(Saved entries)
○ ○ ○ ○

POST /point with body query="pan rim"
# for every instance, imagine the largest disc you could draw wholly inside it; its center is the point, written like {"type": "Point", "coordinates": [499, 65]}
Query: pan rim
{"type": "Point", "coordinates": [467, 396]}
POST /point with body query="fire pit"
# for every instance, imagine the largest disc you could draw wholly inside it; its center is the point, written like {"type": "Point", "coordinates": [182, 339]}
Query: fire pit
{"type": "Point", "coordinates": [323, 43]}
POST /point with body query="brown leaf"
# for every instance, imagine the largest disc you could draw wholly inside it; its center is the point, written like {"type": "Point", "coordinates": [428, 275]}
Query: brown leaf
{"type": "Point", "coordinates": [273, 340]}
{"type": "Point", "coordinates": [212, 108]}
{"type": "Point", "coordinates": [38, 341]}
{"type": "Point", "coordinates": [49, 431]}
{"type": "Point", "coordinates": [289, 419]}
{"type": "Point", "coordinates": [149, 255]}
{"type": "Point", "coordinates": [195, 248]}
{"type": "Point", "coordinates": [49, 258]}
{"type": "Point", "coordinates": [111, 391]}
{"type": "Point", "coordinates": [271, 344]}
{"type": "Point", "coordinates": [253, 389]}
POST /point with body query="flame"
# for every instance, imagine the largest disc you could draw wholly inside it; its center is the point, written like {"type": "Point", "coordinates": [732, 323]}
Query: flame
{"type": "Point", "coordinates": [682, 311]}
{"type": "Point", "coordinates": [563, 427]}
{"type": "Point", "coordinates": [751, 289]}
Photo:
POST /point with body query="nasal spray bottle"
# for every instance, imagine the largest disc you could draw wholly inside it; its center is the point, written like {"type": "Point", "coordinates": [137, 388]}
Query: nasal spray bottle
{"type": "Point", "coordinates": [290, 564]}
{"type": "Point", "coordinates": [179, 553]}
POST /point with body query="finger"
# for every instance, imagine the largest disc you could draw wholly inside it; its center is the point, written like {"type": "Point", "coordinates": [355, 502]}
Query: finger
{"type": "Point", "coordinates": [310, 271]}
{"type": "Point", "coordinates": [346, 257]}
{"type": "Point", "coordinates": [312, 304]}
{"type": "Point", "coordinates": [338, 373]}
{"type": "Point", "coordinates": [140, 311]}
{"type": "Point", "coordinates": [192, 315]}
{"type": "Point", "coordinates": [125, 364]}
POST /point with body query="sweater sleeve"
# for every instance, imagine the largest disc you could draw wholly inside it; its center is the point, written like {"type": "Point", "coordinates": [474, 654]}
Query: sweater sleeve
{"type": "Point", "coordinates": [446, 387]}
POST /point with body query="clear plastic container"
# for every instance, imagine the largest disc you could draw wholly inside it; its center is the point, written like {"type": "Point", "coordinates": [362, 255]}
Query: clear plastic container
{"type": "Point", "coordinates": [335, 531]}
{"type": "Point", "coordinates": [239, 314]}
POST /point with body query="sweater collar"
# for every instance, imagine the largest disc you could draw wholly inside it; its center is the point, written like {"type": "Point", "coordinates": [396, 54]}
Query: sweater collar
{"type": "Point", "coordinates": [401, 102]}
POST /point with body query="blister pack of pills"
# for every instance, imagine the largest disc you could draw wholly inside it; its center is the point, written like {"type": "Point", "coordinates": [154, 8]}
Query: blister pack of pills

○ ○ ○ ○

-- Task item --
Would you write out all the records exactly as they read?

-- Task response --
POST /point with body query="pan rim"
# for every instance, imagine the largest disc you could draw wholly inside it; its center is the point, written like {"type": "Point", "coordinates": [499, 65]}
Query: pan rim
{"type": "Point", "coordinates": [467, 396]}
POST /point with body query="fire pit"
# for every instance, imagine the largest disc you could draw wholly inside it; its center is the point, written like {"type": "Point", "coordinates": [182, 339]}
Query: fire pit
{"type": "Point", "coordinates": [323, 43]}
POST /point with body query="brown leaf"
# for every instance, imagine the largest disc you could draw wholly inside it; its center is the point, written like {"type": "Point", "coordinates": [428, 275]}
Query: brown leaf
{"type": "Point", "coordinates": [273, 340]}
{"type": "Point", "coordinates": [212, 108]}
{"type": "Point", "coordinates": [38, 341]}
{"type": "Point", "coordinates": [49, 431]}
{"type": "Point", "coordinates": [289, 419]}
{"type": "Point", "coordinates": [149, 255]}
{"type": "Point", "coordinates": [195, 248]}
{"type": "Point", "coordinates": [49, 258]}
{"type": "Point", "coordinates": [111, 391]}
{"type": "Point", "coordinates": [271, 344]}
{"type": "Point", "coordinates": [253, 389]}
POST /point with body query="flame"
# for every instance, imagine the largest disc you could draw wholly inside it; its center is the point, written like {"type": "Point", "coordinates": [732, 323]}
Query: flame
{"type": "Point", "coordinates": [682, 311]}
{"type": "Point", "coordinates": [563, 427]}
{"type": "Point", "coordinates": [751, 289]}
Photo:
POST /point with body query="nasal spray bottle"
# for every instance, imagine the largest disc you could draw wholly inside it; its center is the point, written like {"type": "Point", "coordinates": [137, 388]}
Query: nasal spray bottle
{"type": "Point", "coordinates": [290, 564]}
{"type": "Point", "coordinates": [179, 553]}
POST /point with body query="finger"
# for every instance, imagine the largest disc you could draw wholly inside it; its center is the point, written like {"type": "Point", "coordinates": [355, 502]}
Query: finger
{"type": "Point", "coordinates": [310, 271]}
{"type": "Point", "coordinates": [346, 257]}
{"type": "Point", "coordinates": [312, 304]}
{"type": "Point", "coordinates": [338, 373]}
{"type": "Point", "coordinates": [140, 311]}
{"type": "Point", "coordinates": [192, 315]}
{"type": "Point", "coordinates": [125, 364]}
POST /point with body query="sweater sleeve"
# for every instance, imagine the largest disc you could draw wholly inside it; its center is the point, written like {"type": "Point", "coordinates": [474, 654]}
Query: sweater sleeve
{"type": "Point", "coordinates": [446, 387]}
POST /point with body query="clear plastic container"
# for every instance, imagine the largest disc you could draw wholly inside it; its center is the point, written like {"type": "Point", "coordinates": [362, 255]}
Query: clear plastic container
{"type": "Point", "coordinates": [335, 531]}
{"type": "Point", "coordinates": [239, 314]}
POST /point with body query="sweater collar"
# for every instance, imagine the largest disc you could draw wholly inside it; its center is the point, written like {"type": "Point", "coordinates": [396, 54]}
Query: sweater collar
{"type": "Point", "coordinates": [401, 102]}
POST /point with body query="blister pack of pills"
# for every instance, imagine the largest disc you could draw wholly inside it; its center is the point, written like {"type": "Point", "coordinates": [154, 8]}
Query: blister pack of pills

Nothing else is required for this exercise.